= Beginning of Section =

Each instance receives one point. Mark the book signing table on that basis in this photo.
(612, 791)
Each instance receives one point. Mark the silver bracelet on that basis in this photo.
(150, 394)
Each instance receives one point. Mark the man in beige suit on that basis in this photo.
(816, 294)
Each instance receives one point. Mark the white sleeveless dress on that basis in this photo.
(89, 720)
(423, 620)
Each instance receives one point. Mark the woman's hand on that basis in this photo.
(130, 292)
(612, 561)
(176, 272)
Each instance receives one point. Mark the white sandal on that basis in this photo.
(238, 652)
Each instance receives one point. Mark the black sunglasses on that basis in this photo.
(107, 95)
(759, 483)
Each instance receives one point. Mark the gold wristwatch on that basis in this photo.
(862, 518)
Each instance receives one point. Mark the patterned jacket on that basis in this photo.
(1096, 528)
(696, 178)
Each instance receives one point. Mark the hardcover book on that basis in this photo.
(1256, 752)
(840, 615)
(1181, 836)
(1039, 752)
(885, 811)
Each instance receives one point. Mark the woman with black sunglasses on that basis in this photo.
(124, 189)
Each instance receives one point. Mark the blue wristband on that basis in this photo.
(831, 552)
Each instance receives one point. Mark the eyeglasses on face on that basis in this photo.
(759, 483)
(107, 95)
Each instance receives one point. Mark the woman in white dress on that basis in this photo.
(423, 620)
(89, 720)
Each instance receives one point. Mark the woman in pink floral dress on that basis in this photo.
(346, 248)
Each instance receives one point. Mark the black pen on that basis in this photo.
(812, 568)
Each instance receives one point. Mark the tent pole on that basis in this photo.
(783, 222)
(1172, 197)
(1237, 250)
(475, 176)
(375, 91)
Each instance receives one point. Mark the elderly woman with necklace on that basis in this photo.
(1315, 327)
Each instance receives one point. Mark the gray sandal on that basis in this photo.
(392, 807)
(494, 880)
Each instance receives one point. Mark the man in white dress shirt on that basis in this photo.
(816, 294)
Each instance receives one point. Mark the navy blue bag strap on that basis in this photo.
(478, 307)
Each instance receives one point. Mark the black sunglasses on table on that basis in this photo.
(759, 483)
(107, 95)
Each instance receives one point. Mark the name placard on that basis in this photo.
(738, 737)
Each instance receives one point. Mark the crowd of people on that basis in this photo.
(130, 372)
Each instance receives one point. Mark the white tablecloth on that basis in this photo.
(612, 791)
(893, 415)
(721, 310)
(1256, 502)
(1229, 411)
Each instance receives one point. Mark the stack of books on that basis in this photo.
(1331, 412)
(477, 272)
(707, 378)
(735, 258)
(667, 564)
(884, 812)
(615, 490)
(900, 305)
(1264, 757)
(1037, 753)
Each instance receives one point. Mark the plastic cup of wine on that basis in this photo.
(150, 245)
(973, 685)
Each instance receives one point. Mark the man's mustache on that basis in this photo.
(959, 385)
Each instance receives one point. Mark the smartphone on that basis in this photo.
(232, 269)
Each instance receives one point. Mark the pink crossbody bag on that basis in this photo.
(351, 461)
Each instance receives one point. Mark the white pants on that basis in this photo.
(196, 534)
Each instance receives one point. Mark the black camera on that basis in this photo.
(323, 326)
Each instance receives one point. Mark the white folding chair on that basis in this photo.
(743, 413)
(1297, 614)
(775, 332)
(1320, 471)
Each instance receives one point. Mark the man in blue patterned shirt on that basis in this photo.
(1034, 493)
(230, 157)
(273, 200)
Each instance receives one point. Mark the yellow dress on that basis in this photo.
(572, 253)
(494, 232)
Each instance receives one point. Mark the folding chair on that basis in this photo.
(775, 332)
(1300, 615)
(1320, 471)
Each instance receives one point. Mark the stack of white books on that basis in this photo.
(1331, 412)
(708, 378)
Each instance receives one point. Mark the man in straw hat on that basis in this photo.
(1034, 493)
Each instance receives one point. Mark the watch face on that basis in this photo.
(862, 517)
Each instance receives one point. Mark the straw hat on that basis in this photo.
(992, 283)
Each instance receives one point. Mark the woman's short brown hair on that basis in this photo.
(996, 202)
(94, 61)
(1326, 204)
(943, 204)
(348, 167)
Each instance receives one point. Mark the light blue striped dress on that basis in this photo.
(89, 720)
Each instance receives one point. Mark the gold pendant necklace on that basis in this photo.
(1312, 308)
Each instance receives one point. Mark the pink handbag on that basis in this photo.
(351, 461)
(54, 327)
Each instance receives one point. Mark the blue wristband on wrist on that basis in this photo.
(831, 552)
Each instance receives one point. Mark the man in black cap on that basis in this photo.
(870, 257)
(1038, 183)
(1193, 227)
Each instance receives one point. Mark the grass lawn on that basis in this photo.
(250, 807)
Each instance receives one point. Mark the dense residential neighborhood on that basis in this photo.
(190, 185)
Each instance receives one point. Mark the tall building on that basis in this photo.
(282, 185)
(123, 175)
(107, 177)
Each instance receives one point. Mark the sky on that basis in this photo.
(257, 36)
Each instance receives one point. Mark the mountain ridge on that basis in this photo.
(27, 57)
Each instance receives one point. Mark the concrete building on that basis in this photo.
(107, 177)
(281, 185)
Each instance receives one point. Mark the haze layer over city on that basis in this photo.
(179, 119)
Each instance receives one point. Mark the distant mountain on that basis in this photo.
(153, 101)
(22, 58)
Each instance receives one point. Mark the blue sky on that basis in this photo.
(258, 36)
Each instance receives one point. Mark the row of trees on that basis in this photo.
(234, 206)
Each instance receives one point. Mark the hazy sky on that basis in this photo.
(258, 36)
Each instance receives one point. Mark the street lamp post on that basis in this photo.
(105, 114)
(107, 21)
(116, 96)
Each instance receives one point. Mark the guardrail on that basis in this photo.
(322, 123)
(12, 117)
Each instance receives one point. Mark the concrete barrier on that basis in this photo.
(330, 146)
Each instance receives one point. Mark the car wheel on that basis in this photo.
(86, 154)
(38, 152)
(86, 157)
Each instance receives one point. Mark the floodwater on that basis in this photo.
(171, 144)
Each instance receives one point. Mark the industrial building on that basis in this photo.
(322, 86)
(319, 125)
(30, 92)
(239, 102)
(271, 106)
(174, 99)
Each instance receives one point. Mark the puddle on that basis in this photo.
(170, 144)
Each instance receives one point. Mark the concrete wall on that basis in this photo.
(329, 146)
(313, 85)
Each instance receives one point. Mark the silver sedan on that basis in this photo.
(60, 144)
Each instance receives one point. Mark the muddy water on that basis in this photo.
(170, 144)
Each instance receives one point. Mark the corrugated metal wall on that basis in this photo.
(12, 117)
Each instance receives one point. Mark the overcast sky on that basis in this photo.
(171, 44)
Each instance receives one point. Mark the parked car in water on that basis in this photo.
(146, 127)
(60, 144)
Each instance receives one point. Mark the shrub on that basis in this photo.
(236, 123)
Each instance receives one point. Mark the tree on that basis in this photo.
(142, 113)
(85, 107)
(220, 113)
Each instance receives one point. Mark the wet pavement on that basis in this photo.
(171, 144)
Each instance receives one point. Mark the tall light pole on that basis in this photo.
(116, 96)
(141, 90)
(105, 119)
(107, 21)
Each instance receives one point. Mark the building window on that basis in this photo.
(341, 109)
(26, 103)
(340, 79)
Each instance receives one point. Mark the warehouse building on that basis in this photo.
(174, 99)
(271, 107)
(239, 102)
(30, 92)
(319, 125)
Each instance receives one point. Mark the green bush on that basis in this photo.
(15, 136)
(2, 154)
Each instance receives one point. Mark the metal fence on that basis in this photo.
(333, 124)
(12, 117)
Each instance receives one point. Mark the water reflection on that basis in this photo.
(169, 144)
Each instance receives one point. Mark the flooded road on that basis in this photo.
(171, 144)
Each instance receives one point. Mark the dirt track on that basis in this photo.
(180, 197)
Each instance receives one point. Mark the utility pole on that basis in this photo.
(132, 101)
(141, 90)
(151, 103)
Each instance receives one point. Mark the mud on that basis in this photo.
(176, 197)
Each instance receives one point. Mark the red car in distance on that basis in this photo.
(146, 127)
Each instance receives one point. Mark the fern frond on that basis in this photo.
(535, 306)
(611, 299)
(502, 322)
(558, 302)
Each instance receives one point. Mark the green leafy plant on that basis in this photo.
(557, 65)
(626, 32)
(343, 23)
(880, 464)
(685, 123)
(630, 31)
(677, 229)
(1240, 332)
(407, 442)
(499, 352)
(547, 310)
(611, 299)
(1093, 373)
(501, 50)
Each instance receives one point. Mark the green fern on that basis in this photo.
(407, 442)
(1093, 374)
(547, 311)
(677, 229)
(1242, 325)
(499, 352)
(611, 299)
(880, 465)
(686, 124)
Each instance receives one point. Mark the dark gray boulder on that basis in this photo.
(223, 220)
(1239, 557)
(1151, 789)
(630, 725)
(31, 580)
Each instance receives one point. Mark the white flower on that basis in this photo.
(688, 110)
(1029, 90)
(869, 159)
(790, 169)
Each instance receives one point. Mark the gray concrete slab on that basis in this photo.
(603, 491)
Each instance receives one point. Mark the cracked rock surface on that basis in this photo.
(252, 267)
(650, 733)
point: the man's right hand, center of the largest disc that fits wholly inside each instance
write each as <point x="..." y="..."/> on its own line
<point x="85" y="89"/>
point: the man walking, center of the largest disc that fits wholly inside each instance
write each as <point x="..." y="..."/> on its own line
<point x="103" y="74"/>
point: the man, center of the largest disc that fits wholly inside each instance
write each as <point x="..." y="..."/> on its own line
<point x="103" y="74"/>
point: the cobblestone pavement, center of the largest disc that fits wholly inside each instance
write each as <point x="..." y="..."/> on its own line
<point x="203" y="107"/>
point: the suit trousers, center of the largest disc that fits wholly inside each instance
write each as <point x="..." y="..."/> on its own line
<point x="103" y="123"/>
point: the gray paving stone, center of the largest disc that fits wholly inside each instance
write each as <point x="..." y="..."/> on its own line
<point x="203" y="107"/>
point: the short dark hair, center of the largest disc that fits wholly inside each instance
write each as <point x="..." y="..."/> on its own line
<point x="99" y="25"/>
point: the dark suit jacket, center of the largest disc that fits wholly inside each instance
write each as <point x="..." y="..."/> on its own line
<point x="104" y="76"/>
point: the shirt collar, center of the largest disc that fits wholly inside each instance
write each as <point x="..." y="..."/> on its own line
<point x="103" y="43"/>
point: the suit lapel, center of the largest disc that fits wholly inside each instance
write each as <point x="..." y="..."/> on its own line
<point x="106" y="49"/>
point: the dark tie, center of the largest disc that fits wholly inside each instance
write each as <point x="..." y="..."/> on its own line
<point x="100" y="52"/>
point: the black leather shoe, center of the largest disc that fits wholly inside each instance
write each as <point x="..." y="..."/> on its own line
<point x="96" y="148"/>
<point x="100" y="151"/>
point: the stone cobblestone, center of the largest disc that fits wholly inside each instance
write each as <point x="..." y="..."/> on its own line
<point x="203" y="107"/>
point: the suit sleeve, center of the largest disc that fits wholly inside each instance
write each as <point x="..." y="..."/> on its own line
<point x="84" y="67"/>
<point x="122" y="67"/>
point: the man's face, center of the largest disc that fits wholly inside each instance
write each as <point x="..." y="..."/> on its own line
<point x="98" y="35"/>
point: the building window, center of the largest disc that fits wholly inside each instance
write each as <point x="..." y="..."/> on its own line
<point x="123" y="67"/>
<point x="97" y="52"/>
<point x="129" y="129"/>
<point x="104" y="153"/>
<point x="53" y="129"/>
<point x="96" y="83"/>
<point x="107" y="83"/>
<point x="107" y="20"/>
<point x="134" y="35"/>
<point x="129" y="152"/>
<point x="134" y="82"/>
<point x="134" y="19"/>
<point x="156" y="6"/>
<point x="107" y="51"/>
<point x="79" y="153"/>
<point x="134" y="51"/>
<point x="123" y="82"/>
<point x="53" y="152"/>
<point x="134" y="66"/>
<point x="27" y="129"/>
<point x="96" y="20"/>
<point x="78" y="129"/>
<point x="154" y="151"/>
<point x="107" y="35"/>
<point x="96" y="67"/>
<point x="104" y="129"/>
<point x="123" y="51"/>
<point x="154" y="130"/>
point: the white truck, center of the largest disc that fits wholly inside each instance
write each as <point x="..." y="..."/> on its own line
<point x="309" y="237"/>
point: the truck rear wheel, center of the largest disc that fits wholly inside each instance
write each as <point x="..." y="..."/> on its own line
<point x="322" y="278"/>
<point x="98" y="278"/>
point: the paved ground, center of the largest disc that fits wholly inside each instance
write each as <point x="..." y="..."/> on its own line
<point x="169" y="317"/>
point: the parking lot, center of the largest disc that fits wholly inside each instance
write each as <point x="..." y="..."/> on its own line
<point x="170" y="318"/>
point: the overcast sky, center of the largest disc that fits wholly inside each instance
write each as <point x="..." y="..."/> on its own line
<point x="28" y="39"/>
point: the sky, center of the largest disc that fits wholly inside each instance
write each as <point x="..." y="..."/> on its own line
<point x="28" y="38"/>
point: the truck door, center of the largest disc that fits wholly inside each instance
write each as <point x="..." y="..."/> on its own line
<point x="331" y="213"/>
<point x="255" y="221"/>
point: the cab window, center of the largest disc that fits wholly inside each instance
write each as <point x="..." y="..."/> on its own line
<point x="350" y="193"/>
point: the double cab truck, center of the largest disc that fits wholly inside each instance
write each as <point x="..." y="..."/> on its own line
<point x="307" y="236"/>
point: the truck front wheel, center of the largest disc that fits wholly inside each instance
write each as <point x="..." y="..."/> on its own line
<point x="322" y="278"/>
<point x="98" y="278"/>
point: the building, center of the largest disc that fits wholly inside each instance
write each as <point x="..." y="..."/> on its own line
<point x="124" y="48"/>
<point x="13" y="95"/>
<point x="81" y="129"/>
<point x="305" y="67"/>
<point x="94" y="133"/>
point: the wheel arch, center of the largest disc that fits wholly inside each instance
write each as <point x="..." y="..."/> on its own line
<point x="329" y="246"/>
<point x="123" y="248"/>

= End of Section =

WHAT IS REQUIRED: Exactly and only the lines from the line containing "point: the sky, center" through the last line of the entries should be copied, both ends included.

TASK RESULT:
point: the sky, center of the largest disc that fits wholly inside each instance
write each as <point x="..." y="..."/> on its own line
<point x="28" y="38"/>
point: the truck door, center of the largest disc that fits wholly inside each instance
write each as <point x="..." y="..."/> on its own line
<point x="331" y="213"/>
<point x="255" y="221"/>
point: the cab window, center of the largest disc that fits wholly inside each instance
write each as <point x="..." y="..."/> on its own line
<point x="350" y="193"/>
point: the double cab truck, center of the largest disc that fits wholly inside each instance
write each as <point x="..." y="..."/> on its own line
<point x="307" y="236"/>
point: the truck front wheel, center of the largest disc that fits wholly inside each instance
write each as <point x="..." y="..."/> on its own line
<point x="322" y="278"/>
<point x="98" y="278"/>
point: the building, center of the largest disc that fits wholly inside each instance
write each as <point x="..." y="..."/> on its own line
<point x="124" y="48"/>
<point x="13" y="95"/>
<point x="81" y="129"/>
<point x="305" y="67"/>
<point x="94" y="133"/>
point: the wheel arch, center of the largest disc that fits wholly inside each instance
write each as <point x="..." y="..."/> on its own line
<point x="329" y="246"/>
<point x="123" y="248"/>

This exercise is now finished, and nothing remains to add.